Object pointing dataset rows →
•••••
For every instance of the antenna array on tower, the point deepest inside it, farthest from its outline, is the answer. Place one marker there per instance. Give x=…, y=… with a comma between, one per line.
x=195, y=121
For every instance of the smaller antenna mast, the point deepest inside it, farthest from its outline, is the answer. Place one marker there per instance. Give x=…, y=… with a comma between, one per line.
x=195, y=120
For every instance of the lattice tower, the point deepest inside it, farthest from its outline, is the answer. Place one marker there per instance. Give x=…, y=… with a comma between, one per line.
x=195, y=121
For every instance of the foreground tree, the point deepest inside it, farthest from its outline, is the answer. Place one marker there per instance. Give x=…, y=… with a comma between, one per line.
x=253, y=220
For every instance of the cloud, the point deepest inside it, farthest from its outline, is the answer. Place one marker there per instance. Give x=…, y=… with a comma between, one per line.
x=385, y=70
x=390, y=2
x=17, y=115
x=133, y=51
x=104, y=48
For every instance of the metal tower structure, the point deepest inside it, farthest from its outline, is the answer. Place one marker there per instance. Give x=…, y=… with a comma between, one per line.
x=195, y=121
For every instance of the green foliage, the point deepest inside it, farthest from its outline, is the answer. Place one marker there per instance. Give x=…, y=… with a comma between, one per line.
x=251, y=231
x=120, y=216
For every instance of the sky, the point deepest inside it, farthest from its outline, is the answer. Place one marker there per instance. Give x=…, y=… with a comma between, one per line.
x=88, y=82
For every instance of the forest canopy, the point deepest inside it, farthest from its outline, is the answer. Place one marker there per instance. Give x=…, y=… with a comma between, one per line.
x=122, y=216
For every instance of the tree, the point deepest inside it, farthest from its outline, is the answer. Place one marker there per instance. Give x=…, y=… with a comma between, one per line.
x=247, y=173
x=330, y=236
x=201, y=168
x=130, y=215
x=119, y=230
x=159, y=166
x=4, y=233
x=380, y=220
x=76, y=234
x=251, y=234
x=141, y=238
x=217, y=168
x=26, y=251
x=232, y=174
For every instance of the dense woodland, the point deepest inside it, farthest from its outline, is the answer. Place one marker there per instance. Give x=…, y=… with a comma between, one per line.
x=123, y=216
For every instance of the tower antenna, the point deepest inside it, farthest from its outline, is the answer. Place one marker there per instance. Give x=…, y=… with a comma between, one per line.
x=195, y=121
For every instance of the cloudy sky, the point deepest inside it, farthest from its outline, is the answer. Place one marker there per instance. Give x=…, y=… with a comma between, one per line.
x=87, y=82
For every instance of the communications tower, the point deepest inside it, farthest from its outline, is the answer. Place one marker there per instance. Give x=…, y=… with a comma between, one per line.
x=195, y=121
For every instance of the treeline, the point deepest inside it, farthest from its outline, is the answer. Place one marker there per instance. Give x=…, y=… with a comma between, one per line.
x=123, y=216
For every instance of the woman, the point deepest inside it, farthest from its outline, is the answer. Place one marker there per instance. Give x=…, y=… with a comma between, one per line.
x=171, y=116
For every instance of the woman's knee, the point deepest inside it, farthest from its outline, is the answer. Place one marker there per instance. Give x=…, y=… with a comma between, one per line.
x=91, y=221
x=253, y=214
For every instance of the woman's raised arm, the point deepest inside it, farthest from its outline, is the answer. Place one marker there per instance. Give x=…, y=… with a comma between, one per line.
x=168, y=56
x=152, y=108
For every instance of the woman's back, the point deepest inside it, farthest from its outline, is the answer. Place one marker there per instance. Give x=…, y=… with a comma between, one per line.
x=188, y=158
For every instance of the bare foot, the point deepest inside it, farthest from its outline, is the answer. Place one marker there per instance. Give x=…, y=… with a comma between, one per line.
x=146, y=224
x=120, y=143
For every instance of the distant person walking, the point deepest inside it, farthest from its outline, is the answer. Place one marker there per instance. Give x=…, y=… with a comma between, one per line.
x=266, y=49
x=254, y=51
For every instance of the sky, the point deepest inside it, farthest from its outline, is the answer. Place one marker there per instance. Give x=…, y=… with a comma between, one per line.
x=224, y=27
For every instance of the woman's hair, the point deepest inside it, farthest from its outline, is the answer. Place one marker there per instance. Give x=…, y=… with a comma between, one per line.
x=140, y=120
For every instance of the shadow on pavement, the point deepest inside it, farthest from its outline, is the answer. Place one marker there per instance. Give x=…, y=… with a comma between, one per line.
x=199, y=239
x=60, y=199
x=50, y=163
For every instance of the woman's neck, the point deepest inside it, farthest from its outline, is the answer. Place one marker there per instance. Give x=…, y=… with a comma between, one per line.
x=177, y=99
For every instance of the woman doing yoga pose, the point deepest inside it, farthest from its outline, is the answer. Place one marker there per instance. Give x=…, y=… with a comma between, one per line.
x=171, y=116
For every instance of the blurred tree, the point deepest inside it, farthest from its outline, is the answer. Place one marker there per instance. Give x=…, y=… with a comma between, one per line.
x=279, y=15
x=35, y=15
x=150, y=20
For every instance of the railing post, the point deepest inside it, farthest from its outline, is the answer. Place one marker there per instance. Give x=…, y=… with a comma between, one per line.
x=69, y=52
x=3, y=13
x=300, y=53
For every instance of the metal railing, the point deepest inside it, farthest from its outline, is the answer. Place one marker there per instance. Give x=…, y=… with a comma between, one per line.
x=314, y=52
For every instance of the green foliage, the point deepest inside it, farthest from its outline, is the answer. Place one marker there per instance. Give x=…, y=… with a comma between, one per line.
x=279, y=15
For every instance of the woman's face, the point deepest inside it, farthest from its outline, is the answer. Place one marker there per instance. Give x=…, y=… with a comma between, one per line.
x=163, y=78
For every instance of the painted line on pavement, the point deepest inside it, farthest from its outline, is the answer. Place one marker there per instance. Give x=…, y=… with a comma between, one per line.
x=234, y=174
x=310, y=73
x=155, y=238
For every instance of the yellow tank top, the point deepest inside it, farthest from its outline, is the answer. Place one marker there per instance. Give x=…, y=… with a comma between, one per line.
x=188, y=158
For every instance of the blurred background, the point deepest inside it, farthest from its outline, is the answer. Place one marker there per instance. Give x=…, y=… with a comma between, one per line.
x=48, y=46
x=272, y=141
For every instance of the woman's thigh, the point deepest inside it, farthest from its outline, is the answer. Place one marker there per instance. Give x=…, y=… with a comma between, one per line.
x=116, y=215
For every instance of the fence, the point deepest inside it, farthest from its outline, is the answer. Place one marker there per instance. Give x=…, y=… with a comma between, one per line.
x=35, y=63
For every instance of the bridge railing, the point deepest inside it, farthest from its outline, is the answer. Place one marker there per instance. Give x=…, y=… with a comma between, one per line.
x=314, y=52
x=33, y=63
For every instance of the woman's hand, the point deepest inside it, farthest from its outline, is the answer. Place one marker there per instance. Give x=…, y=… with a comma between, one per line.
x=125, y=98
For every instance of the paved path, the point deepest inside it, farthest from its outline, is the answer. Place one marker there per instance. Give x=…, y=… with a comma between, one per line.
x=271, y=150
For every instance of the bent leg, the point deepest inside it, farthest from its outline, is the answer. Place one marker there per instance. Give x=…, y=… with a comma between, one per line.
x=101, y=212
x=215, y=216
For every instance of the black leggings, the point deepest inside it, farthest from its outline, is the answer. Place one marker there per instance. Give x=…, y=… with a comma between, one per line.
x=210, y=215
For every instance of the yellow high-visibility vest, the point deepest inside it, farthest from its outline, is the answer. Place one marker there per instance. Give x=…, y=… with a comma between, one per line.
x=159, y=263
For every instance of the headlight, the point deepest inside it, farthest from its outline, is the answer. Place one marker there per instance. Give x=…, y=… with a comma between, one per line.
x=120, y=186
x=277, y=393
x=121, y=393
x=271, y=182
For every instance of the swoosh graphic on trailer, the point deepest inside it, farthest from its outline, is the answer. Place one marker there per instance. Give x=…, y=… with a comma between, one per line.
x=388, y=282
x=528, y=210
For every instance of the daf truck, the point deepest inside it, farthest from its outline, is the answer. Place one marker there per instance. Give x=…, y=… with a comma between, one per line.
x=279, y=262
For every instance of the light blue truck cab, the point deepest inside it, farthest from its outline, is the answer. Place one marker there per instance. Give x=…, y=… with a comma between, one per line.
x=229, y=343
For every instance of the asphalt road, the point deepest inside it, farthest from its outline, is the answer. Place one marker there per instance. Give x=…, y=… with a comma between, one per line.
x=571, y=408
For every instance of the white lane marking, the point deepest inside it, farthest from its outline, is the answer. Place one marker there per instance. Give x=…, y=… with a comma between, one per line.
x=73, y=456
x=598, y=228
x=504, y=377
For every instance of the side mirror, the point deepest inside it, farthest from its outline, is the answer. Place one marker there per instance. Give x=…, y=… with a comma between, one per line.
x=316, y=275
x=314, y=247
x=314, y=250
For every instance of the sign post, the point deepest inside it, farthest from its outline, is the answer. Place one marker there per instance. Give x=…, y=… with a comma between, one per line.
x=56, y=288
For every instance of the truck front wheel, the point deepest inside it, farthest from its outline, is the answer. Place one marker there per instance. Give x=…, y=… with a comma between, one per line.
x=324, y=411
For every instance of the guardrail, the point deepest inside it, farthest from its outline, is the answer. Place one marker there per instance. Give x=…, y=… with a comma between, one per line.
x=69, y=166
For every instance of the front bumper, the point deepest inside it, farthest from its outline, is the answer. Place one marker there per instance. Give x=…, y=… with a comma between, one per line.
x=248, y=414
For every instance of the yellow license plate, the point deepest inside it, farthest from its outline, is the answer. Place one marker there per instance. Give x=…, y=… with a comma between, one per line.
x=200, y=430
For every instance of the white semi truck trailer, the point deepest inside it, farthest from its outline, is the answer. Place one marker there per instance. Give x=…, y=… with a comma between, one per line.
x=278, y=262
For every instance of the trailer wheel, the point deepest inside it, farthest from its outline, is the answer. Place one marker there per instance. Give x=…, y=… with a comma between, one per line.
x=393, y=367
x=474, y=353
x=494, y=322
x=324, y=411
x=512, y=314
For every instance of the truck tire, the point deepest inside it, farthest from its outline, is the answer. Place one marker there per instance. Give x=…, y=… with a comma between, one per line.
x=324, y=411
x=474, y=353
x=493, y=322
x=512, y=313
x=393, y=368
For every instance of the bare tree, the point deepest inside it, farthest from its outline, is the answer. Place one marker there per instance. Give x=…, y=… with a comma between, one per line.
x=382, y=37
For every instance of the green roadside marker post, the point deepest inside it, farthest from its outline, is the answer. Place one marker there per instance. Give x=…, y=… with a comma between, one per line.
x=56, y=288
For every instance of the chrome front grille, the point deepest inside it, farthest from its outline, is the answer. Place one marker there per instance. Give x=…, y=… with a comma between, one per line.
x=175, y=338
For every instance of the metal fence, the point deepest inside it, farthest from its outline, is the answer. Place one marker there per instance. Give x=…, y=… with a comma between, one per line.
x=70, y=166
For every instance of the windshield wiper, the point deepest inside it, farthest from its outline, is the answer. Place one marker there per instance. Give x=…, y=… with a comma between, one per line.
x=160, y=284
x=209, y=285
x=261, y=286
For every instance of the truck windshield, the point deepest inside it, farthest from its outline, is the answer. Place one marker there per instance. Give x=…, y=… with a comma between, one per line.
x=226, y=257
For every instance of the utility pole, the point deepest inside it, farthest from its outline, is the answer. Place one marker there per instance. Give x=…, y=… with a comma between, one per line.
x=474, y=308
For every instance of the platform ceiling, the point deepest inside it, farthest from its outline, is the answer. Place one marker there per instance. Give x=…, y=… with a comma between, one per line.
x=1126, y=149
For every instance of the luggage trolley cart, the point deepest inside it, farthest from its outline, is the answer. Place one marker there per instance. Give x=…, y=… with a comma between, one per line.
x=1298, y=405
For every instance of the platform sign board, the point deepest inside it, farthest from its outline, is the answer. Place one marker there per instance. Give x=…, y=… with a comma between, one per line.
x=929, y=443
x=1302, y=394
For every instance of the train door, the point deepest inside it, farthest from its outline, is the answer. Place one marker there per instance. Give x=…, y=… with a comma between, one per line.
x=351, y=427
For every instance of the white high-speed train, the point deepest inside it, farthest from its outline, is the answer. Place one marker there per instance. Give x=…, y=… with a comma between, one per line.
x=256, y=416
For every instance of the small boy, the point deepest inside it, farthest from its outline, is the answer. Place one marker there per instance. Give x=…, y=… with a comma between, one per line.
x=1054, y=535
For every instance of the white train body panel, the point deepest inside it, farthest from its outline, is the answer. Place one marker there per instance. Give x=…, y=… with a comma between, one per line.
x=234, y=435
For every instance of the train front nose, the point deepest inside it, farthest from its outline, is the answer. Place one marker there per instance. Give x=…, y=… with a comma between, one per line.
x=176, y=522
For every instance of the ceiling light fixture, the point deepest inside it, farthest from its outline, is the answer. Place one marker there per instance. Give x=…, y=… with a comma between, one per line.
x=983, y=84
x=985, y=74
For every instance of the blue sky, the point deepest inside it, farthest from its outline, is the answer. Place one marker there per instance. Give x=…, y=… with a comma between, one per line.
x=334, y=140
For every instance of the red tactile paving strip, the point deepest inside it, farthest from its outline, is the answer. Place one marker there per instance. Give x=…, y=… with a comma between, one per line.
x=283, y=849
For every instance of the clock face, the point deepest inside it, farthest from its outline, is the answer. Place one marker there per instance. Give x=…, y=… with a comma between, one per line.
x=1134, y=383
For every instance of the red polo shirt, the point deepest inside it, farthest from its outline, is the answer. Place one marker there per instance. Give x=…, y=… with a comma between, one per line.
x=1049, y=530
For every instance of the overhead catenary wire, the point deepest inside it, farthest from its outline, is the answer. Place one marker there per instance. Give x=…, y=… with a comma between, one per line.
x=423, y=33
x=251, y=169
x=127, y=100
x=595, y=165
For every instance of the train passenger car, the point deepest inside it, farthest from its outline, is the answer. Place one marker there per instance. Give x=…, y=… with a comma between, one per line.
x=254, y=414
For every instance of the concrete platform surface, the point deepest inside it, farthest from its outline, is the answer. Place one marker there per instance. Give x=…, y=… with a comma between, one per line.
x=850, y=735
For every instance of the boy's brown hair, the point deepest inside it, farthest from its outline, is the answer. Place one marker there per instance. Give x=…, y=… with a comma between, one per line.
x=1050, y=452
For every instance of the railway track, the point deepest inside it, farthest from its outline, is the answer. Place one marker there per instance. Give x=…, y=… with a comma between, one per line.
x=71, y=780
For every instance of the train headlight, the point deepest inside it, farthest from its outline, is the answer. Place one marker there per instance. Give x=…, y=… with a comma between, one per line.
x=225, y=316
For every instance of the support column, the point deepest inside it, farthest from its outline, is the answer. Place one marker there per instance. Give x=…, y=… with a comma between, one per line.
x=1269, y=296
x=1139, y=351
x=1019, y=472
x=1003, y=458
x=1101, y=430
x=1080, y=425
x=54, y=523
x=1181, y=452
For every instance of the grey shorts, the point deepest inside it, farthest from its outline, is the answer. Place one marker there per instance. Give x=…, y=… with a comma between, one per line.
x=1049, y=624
•••••
Task description →
Set down the rows again word for word, starting at the line that contains "For every instance of the concrete" and ending with the last line of the rows, both ends included.

Exercise answer →
For every instance of the concrete platform surface, the point deepest inside it, farthest from its outline, is the answer. Place one marker there per instance. Give x=…, y=… with a comma between, one per line.
x=850, y=735
For every instance of the boy's brown hair, the point deepest inside it, farthest from its outline, is the answer. Place one marker there per instance. Give x=…, y=… with a comma between, one per line.
x=1050, y=452
For every instance of the railway track, the point deepest inside it, farthest from its outline, is the answer. Place one marker there per instance. Give x=…, y=… with a comma between, one per line.
x=71, y=780
For every instance of the train headlight, the point deepest inside it, farthest from its outline, is the answer. Place one marker there per instance. Give x=…, y=… with a comma between, one per line.
x=225, y=316
For every instance of the support column, the point deepest inside it, farthest from its outline, is the answer. Place one marker there per instance. Give x=…, y=… with a comma between, one per line.
x=1269, y=296
x=1139, y=351
x=1019, y=472
x=1003, y=458
x=1101, y=430
x=1080, y=425
x=54, y=523
x=1181, y=452
For every instance of the grey shorts, the point deepest inside it, farthest from its outline, is the answer. Place one marker there per instance. Give x=…, y=… with a comma between, one per line.
x=1049, y=624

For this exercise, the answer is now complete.